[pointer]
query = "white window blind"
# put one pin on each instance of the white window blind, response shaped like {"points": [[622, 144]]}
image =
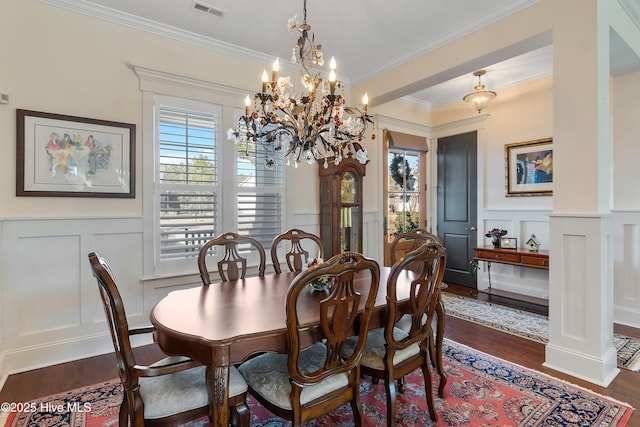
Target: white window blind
{"points": [[260, 191], [187, 180]]}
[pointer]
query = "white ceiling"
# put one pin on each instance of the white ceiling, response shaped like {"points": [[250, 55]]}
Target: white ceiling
{"points": [[367, 37]]}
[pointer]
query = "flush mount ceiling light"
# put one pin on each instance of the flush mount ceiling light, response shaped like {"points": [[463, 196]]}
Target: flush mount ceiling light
{"points": [[479, 99], [310, 124]]}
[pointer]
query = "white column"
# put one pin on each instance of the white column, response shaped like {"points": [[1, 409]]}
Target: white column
{"points": [[581, 256]]}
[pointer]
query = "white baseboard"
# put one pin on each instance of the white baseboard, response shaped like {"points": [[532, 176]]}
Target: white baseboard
{"points": [[26, 359]]}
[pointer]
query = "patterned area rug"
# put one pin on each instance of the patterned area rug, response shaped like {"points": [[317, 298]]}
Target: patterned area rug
{"points": [[481, 391], [528, 325]]}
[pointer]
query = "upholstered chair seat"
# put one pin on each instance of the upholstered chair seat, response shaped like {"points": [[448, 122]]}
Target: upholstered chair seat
{"points": [[374, 350], [182, 391], [268, 375]]}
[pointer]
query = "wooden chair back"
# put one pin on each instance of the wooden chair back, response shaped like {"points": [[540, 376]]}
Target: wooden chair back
{"points": [[231, 265], [409, 241], [428, 264], [345, 310], [297, 256], [118, 326]]}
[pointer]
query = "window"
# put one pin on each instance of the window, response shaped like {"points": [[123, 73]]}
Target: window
{"points": [[259, 195], [205, 185], [186, 179]]}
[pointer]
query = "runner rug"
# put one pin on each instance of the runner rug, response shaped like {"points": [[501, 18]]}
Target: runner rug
{"points": [[528, 325], [481, 391]]}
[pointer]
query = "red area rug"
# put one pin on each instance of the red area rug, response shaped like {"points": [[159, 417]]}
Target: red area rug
{"points": [[482, 391]]}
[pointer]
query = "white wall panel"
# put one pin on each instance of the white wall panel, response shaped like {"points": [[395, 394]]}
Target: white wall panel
{"points": [[46, 285], [626, 265]]}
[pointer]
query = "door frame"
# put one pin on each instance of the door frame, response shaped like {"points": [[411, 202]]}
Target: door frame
{"points": [[386, 123], [475, 123]]}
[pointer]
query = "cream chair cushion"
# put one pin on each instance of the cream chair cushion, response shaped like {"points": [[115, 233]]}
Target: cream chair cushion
{"points": [[268, 376], [169, 394], [374, 349]]}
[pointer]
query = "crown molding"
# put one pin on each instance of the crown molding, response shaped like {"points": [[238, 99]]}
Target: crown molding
{"points": [[147, 25], [632, 7]]}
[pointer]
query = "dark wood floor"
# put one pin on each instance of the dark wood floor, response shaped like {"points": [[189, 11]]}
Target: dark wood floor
{"points": [[42, 382]]}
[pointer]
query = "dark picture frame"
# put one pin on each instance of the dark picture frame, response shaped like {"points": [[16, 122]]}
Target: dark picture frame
{"points": [[508, 243], [68, 156], [529, 168]]}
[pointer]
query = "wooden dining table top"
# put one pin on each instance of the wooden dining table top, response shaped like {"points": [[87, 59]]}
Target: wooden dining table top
{"points": [[223, 324], [244, 316]]}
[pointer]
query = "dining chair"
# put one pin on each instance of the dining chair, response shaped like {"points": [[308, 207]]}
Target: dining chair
{"points": [[313, 378], [391, 353], [231, 265], [297, 256], [171, 391], [402, 244]]}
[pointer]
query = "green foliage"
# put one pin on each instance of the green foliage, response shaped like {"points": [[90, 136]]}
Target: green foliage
{"points": [[199, 171], [396, 173], [406, 221]]}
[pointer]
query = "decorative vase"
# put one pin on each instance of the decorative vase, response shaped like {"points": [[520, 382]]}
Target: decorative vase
{"points": [[322, 284]]}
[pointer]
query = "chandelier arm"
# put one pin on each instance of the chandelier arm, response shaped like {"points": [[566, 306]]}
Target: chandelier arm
{"points": [[311, 124]]}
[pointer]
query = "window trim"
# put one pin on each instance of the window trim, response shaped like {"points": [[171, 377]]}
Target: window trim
{"points": [[155, 83]]}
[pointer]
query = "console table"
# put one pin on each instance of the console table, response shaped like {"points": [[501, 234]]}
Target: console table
{"points": [[517, 257]]}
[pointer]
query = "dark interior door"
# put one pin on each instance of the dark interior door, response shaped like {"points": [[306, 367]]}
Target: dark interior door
{"points": [[457, 204]]}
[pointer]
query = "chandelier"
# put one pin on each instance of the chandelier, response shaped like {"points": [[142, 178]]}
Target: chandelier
{"points": [[312, 125], [479, 99]]}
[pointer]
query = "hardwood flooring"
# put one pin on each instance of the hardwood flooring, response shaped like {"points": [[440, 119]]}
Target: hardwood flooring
{"points": [[54, 379]]}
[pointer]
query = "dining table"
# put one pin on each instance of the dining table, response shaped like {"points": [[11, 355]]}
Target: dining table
{"points": [[223, 324]]}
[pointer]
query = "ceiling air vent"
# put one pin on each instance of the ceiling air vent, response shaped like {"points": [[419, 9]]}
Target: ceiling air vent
{"points": [[208, 9]]}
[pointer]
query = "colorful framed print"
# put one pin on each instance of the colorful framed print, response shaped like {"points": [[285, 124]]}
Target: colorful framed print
{"points": [[529, 168], [68, 156]]}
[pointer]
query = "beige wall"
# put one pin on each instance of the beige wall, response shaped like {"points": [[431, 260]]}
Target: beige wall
{"points": [[626, 141], [63, 62]]}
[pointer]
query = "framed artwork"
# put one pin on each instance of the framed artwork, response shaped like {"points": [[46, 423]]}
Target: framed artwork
{"points": [[508, 243], [529, 168], [67, 156]]}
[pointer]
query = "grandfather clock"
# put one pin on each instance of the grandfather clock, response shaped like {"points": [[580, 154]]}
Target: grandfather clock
{"points": [[341, 205]]}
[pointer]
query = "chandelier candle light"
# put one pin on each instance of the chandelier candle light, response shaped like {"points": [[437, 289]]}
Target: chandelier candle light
{"points": [[310, 125]]}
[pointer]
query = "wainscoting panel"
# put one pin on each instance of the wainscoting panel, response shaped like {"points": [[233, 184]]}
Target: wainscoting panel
{"points": [[626, 244], [46, 278], [51, 309]]}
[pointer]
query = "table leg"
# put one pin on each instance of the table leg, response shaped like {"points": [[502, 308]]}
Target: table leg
{"points": [[439, 341], [218, 380]]}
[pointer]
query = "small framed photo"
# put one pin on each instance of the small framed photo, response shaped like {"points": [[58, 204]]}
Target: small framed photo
{"points": [[508, 243], [529, 168]]}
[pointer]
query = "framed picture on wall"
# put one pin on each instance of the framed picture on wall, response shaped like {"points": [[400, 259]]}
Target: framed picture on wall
{"points": [[68, 156], [529, 168]]}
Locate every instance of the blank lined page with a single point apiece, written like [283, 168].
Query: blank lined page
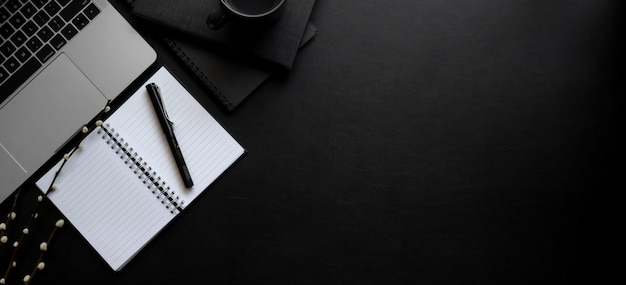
[107, 202]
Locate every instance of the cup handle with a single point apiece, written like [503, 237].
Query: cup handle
[217, 18]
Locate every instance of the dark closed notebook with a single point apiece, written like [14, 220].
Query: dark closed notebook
[277, 44]
[227, 78]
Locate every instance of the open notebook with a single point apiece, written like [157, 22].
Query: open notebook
[105, 189]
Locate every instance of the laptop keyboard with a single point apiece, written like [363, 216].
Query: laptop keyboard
[32, 31]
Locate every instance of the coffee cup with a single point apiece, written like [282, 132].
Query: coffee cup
[251, 13]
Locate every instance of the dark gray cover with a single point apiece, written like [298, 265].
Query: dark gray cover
[277, 44]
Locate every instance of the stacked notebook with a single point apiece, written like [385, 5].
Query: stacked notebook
[251, 59]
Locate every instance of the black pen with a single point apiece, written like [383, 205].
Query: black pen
[166, 125]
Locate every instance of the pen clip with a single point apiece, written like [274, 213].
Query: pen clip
[160, 98]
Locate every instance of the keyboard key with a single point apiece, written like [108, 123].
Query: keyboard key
[45, 53]
[3, 74]
[91, 11]
[18, 38]
[63, 2]
[28, 10]
[71, 10]
[6, 30]
[23, 54]
[52, 8]
[39, 3]
[69, 31]
[17, 20]
[56, 23]
[34, 44]
[41, 18]
[4, 15]
[58, 42]
[13, 5]
[80, 21]
[7, 49]
[25, 71]
[45, 34]
[30, 28]
[11, 64]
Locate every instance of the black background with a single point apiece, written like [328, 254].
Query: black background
[414, 142]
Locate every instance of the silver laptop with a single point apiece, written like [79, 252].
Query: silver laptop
[60, 61]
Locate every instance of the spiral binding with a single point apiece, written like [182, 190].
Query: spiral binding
[145, 173]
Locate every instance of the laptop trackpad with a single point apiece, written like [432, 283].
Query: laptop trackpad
[49, 111]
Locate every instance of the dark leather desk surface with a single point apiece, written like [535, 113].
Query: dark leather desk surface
[415, 142]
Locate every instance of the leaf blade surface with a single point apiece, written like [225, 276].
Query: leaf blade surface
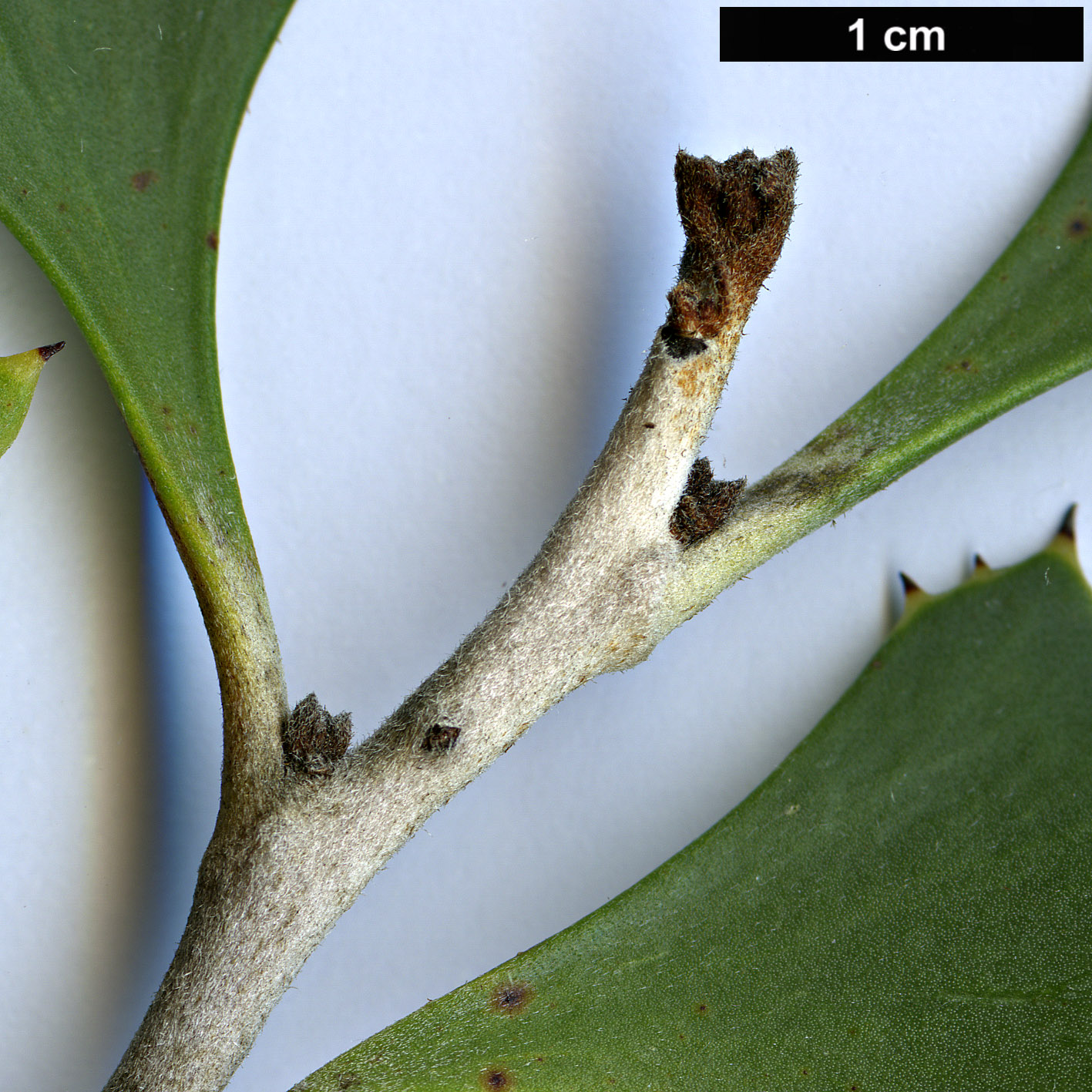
[904, 903]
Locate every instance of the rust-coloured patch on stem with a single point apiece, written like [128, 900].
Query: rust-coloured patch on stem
[47, 351]
[704, 505]
[736, 215]
[143, 180]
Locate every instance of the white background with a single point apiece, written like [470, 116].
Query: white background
[447, 238]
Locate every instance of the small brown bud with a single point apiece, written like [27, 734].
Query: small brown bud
[312, 740]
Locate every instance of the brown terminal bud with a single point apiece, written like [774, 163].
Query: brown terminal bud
[735, 215]
[312, 740]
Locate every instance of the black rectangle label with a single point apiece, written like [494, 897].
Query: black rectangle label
[902, 34]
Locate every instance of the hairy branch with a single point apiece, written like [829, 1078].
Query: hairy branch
[594, 600]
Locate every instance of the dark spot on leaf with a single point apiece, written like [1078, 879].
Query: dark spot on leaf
[704, 505]
[909, 586]
[1068, 524]
[47, 351]
[143, 180]
[440, 738]
[511, 997]
[496, 1077]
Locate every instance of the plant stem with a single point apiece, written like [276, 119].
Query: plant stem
[293, 850]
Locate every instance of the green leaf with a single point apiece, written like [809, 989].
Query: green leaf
[18, 377]
[903, 904]
[1024, 328]
[117, 121]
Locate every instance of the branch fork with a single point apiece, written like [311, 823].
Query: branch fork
[594, 600]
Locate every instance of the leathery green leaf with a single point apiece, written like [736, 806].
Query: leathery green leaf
[18, 377]
[117, 121]
[1024, 328]
[903, 904]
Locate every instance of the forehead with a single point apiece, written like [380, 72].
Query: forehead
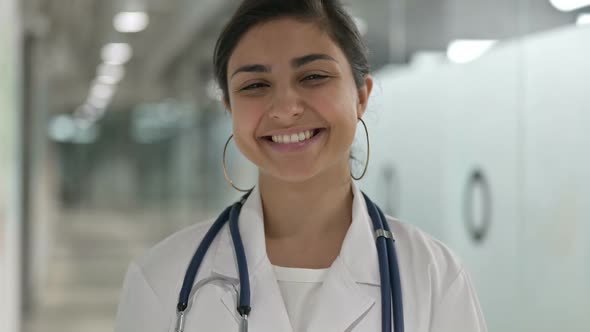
[281, 40]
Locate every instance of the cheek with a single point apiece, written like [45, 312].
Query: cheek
[244, 124]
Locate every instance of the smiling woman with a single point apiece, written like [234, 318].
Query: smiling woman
[295, 79]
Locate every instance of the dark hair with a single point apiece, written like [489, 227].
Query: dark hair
[328, 14]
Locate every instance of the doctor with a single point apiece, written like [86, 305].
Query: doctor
[295, 78]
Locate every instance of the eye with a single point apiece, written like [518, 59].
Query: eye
[314, 77]
[254, 86]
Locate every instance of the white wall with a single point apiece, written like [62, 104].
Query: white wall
[9, 227]
[520, 114]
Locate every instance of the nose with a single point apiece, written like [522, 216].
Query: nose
[287, 105]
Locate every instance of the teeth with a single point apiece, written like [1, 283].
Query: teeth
[294, 138]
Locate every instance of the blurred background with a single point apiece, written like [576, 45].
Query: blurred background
[111, 137]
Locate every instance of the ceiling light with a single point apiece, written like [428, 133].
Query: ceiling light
[466, 50]
[102, 91]
[569, 5]
[116, 53]
[130, 21]
[583, 19]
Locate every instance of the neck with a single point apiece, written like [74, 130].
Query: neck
[305, 223]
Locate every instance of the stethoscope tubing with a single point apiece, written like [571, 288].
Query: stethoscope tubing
[388, 267]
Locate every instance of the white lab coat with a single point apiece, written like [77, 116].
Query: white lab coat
[437, 292]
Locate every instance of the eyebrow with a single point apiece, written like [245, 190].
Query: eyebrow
[295, 63]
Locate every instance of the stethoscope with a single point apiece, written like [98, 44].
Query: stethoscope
[388, 268]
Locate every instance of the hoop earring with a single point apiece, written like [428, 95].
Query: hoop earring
[225, 169]
[368, 152]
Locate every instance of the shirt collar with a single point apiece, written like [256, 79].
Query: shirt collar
[358, 252]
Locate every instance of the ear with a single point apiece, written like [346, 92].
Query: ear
[226, 104]
[363, 96]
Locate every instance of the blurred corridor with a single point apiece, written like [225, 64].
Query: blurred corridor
[112, 133]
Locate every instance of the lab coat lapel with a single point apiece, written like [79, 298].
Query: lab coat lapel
[341, 301]
[268, 308]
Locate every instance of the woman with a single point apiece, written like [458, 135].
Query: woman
[295, 78]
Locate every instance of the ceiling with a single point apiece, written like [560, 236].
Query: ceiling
[68, 36]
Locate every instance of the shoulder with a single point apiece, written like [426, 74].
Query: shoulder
[163, 266]
[424, 254]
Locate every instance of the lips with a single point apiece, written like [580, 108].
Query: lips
[315, 131]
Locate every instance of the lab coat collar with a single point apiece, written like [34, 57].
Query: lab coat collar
[358, 252]
[341, 302]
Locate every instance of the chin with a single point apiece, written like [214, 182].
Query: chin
[292, 176]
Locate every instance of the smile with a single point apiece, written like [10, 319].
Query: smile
[294, 138]
[296, 141]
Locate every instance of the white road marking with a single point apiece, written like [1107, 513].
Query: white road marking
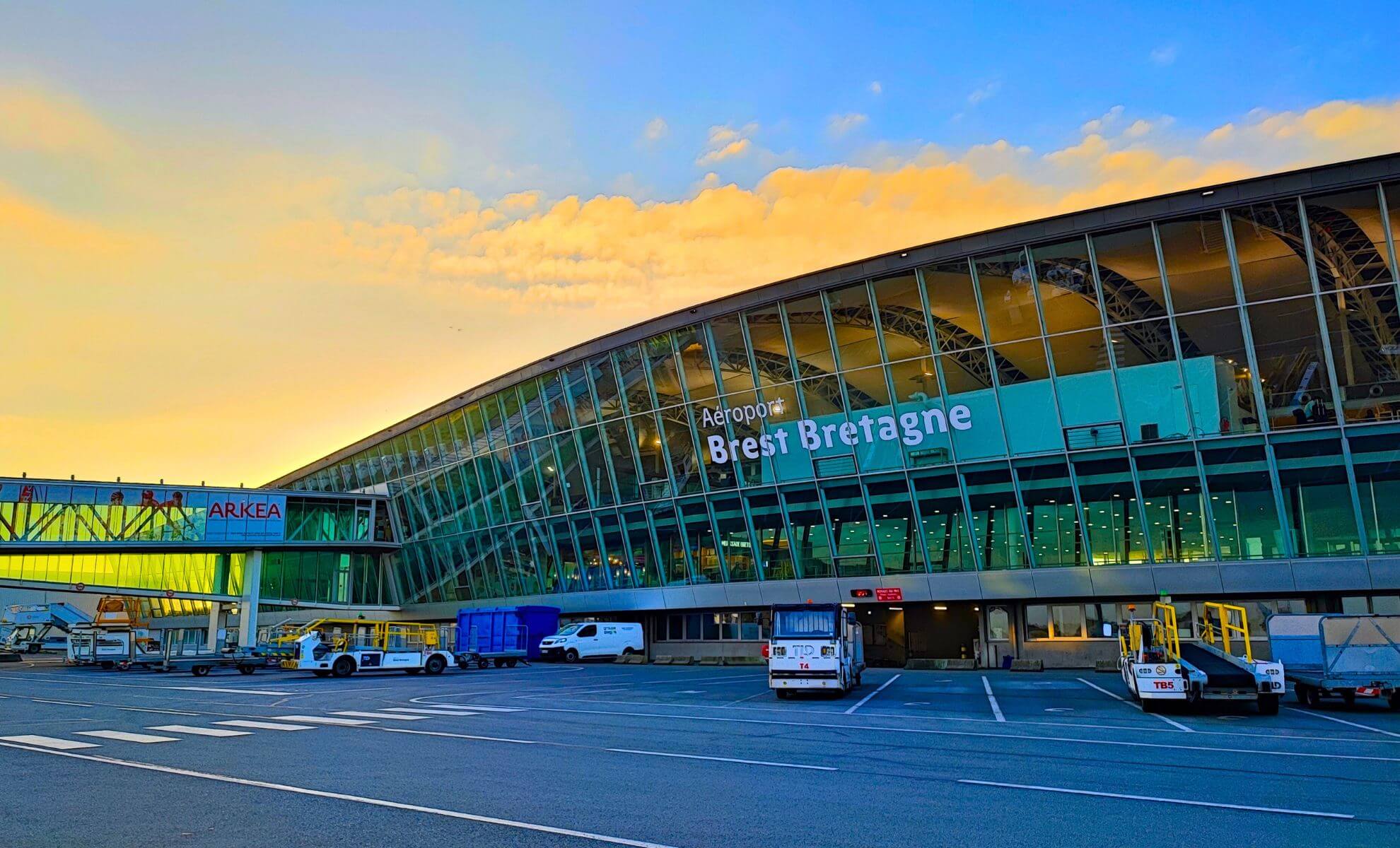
[218, 732]
[1340, 721]
[457, 735]
[991, 700]
[363, 799]
[325, 719]
[125, 736]
[974, 734]
[241, 692]
[628, 750]
[401, 717]
[861, 703]
[1155, 799]
[265, 725]
[163, 711]
[48, 742]
[1138, 707]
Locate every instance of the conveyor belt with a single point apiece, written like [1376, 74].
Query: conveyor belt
[1218, 672]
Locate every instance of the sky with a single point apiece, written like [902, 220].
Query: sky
[238, 237]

**TASK DETAILS**
Copy the stretch of the listing from the line containing "Locate every instance of the conveyor" through the end of the listing, keeping every line, and shift each answer point by adding 88 to both of its coordinates. Leave the sample points in the instructions unchanged.

**WRITTEN ANSWER**
Locate every instance of the conveyor belt with a single point apiece, written like [1376, 74].
Query: conveyor belt
[1306, 760]
Locate every instance of the sky with a single point apiece, written like [902, 220].
Query: sky
[326, 325]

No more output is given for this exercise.